__TASK INSTRUCTIONS__
- a) Transcribe the stretch of the financial-terms glossary from "Annual Fee: A" through "for subprime borrowers.", keeping every word and punctuation mark unchanged.
- b) Answer these questions from the financial-terms glossary:
(i) What range does the glossary give for annual fees?
(ii) What three APRs do credit cards often carry?
(iii) Which two kinds of belongings does the glossary leave out of common assets?
- c) Can you pick up the financial-terms glossary after its last entry and continue it with further definitions in the same style?

____ GIVEN TEXT

Consumer

Business

Words to Know

A

 

Adjustable Rate Mortgage (ARM): A mortgage loan where the interest rate changes over time. ARMs usually offer lower interest rates at the start, but they also involve the risk of rates rising in the future which can mean higher payments or increasing balances. In comparison, a fixed rate mortgage usually offers a higher rate, but payments generally stay the same for the length of the loan. ARMs sometimes have caps that limit how much the interest rate can rise or fall with each change or over the life of the loan.

 

Annual Fee: A charge sometimes required by credit card companies for use of an account. Annual fees range from $10 to $200 a year or more and are most common with rewards cards or cards for subprime borrowers.

 

Annual Percentage Rate (APR): The interest rate being charged on a debt, expressed as a yearly rate. Credit cards often have several different APRs—one for purchases, one for cash advances and one for balance transfers. Lenders also may increase the APR if a payment is late. (See Default Rate.)

 

Asset: Personal assets are things owned by a person that have cash value—meaning they can be resold. Common assets include homes, cars, boats, savings and investments, but not clothing or furniture.

________
____ DATA EXCERPTS

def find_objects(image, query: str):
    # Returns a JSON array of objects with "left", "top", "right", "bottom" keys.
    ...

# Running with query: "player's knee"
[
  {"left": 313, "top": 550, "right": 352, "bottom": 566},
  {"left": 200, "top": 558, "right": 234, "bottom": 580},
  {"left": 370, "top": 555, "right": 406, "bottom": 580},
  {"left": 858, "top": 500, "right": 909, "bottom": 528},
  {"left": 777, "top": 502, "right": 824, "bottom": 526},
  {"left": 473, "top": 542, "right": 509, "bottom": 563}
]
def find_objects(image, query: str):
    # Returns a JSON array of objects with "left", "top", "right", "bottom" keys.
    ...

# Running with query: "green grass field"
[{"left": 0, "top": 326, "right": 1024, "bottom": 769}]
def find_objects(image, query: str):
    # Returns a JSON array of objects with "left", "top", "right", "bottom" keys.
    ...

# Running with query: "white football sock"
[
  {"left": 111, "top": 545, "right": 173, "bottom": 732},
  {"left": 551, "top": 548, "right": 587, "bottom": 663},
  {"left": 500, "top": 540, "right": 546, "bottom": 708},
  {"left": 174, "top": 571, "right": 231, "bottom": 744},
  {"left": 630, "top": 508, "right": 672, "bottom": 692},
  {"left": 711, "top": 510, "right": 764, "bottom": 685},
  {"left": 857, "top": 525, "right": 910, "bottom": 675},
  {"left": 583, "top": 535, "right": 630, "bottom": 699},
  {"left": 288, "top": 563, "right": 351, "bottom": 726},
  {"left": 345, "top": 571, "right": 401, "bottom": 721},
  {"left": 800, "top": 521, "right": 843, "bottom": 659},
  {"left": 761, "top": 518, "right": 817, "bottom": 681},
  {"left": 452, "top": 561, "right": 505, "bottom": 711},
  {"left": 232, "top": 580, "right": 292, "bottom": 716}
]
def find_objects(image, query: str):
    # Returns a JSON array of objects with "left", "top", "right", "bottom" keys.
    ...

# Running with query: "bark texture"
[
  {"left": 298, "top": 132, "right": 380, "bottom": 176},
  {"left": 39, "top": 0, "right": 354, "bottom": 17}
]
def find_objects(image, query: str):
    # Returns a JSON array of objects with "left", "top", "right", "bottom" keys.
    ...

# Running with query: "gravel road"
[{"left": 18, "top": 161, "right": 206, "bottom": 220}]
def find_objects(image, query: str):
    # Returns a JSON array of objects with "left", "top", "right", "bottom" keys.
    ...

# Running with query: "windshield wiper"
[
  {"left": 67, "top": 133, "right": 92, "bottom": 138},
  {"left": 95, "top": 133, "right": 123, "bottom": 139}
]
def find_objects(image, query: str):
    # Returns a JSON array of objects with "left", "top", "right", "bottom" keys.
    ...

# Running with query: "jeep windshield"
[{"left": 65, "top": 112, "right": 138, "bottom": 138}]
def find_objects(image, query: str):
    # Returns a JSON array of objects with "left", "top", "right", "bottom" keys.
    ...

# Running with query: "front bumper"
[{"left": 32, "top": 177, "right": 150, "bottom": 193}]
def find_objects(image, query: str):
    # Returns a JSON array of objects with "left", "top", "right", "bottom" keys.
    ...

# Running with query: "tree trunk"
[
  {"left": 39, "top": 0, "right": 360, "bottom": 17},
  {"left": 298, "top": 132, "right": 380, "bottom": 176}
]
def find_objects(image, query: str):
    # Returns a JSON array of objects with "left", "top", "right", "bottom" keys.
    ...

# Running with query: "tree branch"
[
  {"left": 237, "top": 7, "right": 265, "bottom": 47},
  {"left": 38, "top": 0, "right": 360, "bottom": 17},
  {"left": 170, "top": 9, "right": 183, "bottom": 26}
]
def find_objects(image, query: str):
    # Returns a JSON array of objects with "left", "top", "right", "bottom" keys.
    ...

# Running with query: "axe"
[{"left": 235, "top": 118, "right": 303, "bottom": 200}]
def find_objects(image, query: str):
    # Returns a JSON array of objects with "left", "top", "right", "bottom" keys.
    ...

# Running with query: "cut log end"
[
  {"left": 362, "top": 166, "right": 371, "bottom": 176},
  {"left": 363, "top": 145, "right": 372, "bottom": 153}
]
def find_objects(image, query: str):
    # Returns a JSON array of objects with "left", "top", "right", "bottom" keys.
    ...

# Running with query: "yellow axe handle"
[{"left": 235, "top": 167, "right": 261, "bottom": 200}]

________

__TASK ANSWERS__
- a)
Annual Fee: A charge sometimes required by credit card companies for use of an account. Annual fees range from $10 to $200 a year or more and are most common with rewards cards or cards for subprime borrowers.

- b)
(i) $10 to $200 a year or more
(ii) One for purchases, one for cash advances and one for balance transfers
(iii) Clothing and furniture

- c)
 

Authorized User: Anyone who uses your credit cards or credit accounts with your actual or implied permission. For example, an authorized user can be someone who has a credit card from your account with their name on it. An authorized user is not legally responsible for the debt but may be reported to the credit bureaus.

 

B

 

Balance Transfer: The process of moving all or part of the outstanding balance on one account to another account. Credit card companies often offer special rates for balance transfers.

 

Bankruptcy: A proceeding that legally releases a person from repaying a portion or all debts owed. One form of bankruptcy involves setting up a repayment plan; another involves selling or transferring your assets to pay your debts. Bankruptcy damages your credit for 7-10 years or more and should only be considered as a last resort if you cannot repay your debts.

 

C

 

Charge-Off: When a creditor or lender "writes off" the balance of a delinquent debt on its books because the creditor or lender no longer reasonably expects the debt to be repaid. A charge-off is also known as a "bad debt." Charge-off records can remain on your credit report for up to 7 years or more and can harm your credit score. Just because a debt is charged-off doesn't mean that you cannot be asked to re-pay the debt. Your promise to repay continues, even if the company doubts you will keep your promise. A charged-off debt can be sold to a debt buyer for further collection.

 

Closing Costs: Certain costs that have to be paid when a property is sold. Closing costs include lender title and escrow fees and usually range from 1%-5% of the purchase price. Closing costs often have to be paid in cash, though they can sometimes be included in the loan balance. They can be paid by the buyer or seller or split between the two.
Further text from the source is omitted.